(MATERIAL FOR THE TASK begins)
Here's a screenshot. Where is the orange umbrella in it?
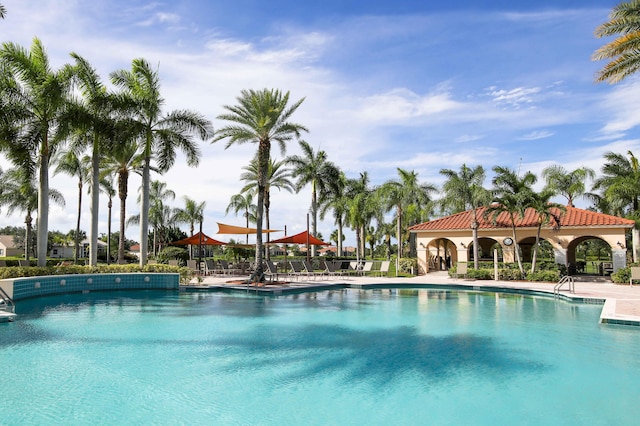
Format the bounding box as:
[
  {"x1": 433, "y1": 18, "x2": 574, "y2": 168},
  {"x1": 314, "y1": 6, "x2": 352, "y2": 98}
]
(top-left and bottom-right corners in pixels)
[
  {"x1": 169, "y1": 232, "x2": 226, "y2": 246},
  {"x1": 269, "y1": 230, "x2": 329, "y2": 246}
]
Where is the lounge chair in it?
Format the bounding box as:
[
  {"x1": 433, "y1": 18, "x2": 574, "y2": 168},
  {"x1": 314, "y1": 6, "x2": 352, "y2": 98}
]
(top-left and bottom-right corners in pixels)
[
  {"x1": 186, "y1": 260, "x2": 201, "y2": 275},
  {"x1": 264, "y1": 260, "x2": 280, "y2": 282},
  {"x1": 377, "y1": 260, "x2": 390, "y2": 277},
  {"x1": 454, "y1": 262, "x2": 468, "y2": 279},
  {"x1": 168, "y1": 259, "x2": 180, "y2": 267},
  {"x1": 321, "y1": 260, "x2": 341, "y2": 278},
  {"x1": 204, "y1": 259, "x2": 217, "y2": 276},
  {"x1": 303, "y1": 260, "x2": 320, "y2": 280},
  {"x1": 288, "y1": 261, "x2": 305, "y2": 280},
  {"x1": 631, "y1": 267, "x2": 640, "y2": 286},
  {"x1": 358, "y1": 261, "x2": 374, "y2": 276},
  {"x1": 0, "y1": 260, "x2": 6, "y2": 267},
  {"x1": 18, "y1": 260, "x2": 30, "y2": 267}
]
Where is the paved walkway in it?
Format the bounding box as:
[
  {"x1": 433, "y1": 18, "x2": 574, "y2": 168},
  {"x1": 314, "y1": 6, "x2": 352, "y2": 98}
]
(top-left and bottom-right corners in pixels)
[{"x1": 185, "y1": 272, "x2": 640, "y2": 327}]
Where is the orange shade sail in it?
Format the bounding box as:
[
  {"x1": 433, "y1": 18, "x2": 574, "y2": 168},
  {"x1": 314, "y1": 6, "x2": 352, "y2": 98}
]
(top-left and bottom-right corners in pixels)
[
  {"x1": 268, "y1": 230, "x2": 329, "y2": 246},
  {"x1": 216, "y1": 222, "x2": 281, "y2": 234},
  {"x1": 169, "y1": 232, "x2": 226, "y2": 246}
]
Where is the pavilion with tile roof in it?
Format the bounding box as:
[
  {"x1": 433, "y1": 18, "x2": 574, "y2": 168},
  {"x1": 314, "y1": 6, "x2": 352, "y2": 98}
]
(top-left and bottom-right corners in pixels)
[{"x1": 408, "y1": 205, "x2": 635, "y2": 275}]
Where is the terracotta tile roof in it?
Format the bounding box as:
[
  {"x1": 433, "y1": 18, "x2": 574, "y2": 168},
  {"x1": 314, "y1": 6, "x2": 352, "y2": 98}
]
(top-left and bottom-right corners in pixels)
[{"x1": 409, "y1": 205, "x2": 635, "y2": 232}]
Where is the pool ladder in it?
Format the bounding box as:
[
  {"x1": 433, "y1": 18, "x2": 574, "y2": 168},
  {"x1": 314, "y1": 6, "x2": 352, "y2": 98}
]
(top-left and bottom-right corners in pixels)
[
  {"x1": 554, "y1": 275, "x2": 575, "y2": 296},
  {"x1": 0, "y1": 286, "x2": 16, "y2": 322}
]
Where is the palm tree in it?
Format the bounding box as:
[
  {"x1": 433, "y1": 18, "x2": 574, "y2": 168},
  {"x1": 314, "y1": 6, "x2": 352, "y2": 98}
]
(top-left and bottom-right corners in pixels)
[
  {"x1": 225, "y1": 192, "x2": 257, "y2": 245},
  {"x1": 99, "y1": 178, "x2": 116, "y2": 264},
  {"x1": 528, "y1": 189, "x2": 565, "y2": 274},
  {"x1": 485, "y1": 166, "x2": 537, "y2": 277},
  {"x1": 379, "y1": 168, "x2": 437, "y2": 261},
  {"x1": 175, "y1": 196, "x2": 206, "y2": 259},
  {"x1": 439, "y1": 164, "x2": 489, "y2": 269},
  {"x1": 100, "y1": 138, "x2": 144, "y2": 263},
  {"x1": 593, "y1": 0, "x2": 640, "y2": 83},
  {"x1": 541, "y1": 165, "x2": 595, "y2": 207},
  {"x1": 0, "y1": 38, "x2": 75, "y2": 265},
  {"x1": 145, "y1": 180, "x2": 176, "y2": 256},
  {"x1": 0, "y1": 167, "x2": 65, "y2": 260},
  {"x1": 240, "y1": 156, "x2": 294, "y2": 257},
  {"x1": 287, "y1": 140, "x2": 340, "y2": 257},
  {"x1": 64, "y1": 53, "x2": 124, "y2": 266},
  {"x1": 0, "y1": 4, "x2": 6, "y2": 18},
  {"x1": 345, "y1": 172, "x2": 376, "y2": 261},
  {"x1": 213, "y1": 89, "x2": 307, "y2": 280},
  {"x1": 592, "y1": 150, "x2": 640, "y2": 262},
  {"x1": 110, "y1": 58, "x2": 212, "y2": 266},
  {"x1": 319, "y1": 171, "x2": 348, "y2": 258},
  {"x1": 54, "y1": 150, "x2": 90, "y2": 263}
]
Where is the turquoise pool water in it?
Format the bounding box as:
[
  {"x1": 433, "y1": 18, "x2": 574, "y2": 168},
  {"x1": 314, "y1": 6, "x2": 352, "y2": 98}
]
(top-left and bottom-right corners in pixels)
(MATERIAL FOR THE TASK ends)
Excluding the pictures, reproduce every entry exactly as given.

Here's a screenshot. Where is the orange umbrella in it?
Format the bounding box as:
[
  {"x1": 433, "y1": 18, "x2": 574, "y2": 168},
  {"x1": 314, "y1": 6, "x2": 352, "y2": 98}
]
(top-left and bottom-right corners in pixels)
[
  {"x1": 169, "y1": 232, "x2": 226, "y2": 246},
  {"x1": 269, "y1": 230, "x2": 329, "y2": 246}
]
Where is the lounge chair in it?
Format the bounding box as:
[
  {"x1": 433, "y1": 18, "x2": 574, "y2": 168},
  {"x1": 314, "y1": 6, "x2": 352, "y2": 98}
]
(top-left and bottom-right corners in pixels)
[
  {"x1": 186, "y1": 260, "x2": 201, "y2": 275},
  {"x1": 264, "y1": 260, "x2": 280, "y2": 282},
  {"x1": 377, "y1": 260, "x2": 390, "y2": 277},
  {"x1": 454, "y1": 262, "x2": 468, "y2": 279},
  {"x1": 168, "y1": 259, "x2": 180, "y2": 267},
  {"x1": 321, "y1": 260, "x2": 341, "y2": 278},
  {"x1": 204, "y1": 259, "x2": 217, "y2": 276},
  {"x1": 303, "y1": 260, "x2": 320, "y2": 280},
  {"x1": 288, "y1": 261, "x2": 305, "y2": 280},
  {"x1": 631, "y1": 267, "x2": 640, "y2": 286},
  {"x1": 358, "y1": 261, "x2": 374, "y2": 276},
  {"x1": 0, "y1": 260, "x2": 6, "y2": 267},
  {"x1": 18, "y1": 260, "x2": 30, "y2": 267}
]
Where is the paved walkway in it?
Format the bounding box as:
[
  {"x1": 433, "y1": 18, "x2": 574, "y2": 168},
  {"x1": 314, "y1": 6, "x2": 352, "y2": 98}
]
(top-left and bottom-right corners in pixels)
[{"x1": 185, "y1": 272, "x2": 640, "y2": 327}]
Where is the orange shade sail in it?
Format the bounding box as:
[
  {"x1": 433, "y1": 18, "x2": 574, "y2": 168},
  {"x1": 314, "y1": 6, "x2": 352, "y2": 98}
]
(top-left and bottom-right corners in pixels)
[
  {"x1": 268, "y1": 230, "x2": 329, "y2": 246},
  {"x1": 216, "y1": 222, "x2": 281, "y2": 234},
  {"x1": 169, "y1": 232, "x2": 226, "y2": 246}
]
Where is the pavilion with tile roof in it?
Format the bounding box as:
[
  {"x1": 433, "y1": 18, "x2": 574, "y2": 168},
  {"x1": 314, "y1": 6, "x2": 352, "y2": 98}
]
(top-left and bottom-right corners in pixels)
[{"x1": 408, "y1": 205, "x2": 635, "y2": 275}]
Where is the terracotta tile roof in it?
Format the bounding box as:
[
  {"x1": 433, "y1": 18, "x2": 574, "y2": 168},
  {"x1": 314, "y1": 6, "x2": 352, "y2": 98}
]
(top-left and bottom-right corners in pixels)
[{"x1": 409, "y1": 205, "x2": 635, "y2": 232}]
Where is the pool ladder in it?
Format the bounding box as:
[
  {"x1": 433, "y1": 18, "x2": 574, "y2": 168},
  {"x1": 314, "y1": 6, "x2": 352, "y2": 98}
]
(top-left and bottom-right corners in pixels)
[
  {"x1": 554, "y1": 275, "x2": 575, "y2": 296},
  {"x1": 0, "y1": 286, "x2": 16, "y2": 322}
]
Where is the palm tree in it?
Format the bounding box as:
[
  {"x1": 433, "y1": 18, "x2": 574, "y2": 168},
  {"x1": 314, "y1": 6, "x2": 352, "y2": 98}
]
(top-left and bottom-right corners in pixels)
[
  {"x1": 225, "y1": 192, "x2": 257, "y2": 245},
  {"x1": 99, "y1": 178, "x2": 116, "y2": 264},
  {"x1": 528, "y1": 189, "x2": 565, "y2": 274},
  {"x1": 485, "y1": 166, "x2": 537, "y2": 277},
  {"x1": 379, "y1": 168, "x2": 437, "y2": 261},
  {"x1": 175, "y1": 196, "x2": 206, "y2": 259},
  {"x1": 439, "y1": 164, "x2": 489, "y2": 269},
  {"x1": 100, "y1": 138, "x2": 144, "y2": 263},
  {"x1": 593, "y1": 0, "x2": 640, "y2": 83},
  {"x1": 541, "y1": 165, "x2": 595, "y2": 207},
  {"x1": 0, "y1": 38, "x2": 75, "y2": 265},
  {"x1": 145, "y1": 180, "x2": 176, "y2": 256},
  {"x1": 0, "y1": 167, "x2": 65, "y2": 260},
  {"x1": 240, "y1": 156, "x2": 294, "y2": 257},
  {"x1": 287, "y1": 140, "x2": 340, "y2": 257},
  {"x1": 64, "y1": 53, "x2": 124, "y2": 266},
  {"x1": 0, "y1": 4, "x2": 6, "y2": 18},
  {"x1": 345, "y1": 172, "x2": 376, "y2": 261},
  {"x1": 213, "y1": 89, "x2": 307, "y2": 280},
  {"x1": 592, "y1": 150, "x2": 640, "y2": 262},
  {"x1": 110, "y1": 58, "x2": 212, "y2": 266},
  {"x1": 319, "y1": 171, "x2": 348, "y2": 258},
  {"x1": 54, "y1": 150, "x2": 90, "y2": 263}
]
Where is the turquoise pool water in it?
Format the bounding box as:
[
  {"x1": 433, "y1": 18, "x2": 574, "y2": 168},
  {"x1": 314, "y1": 6, "x2": 352, "y2": 98}
]
(top-left and bottom-right corners in pixels)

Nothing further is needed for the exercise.